Records from a data collection
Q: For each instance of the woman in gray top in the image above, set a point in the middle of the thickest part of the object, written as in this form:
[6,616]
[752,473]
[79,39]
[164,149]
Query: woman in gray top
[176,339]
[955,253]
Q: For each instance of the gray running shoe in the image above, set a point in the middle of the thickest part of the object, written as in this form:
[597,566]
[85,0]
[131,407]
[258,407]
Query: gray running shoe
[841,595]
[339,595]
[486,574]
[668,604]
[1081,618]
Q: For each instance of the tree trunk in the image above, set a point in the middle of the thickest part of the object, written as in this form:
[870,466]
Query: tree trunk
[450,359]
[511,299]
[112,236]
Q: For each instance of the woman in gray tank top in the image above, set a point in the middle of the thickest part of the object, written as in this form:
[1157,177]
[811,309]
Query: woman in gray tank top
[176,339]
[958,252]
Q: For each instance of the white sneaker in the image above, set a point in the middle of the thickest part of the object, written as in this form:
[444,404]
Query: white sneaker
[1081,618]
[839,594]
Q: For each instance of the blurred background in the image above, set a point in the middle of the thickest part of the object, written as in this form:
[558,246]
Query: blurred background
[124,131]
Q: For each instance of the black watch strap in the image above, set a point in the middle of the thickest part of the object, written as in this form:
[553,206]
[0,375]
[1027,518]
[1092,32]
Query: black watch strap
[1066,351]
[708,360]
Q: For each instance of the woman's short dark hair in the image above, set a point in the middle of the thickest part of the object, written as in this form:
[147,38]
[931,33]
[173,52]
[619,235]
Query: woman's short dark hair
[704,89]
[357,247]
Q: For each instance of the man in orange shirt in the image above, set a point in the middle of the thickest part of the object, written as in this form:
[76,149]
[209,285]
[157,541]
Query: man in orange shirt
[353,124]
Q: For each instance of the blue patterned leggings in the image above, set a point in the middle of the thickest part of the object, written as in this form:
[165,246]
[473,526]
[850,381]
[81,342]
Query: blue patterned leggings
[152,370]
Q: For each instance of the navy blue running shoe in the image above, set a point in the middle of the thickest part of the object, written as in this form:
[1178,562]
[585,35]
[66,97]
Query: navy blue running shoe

Task prompt —
From the records above, return each line where "navy" occurs.

Reply to the task —
Q: For each instance of the navy blue running shoe in the image above, set a point in the middle of the thickest part of the object, written as in this form:
Query: navy blue running shoe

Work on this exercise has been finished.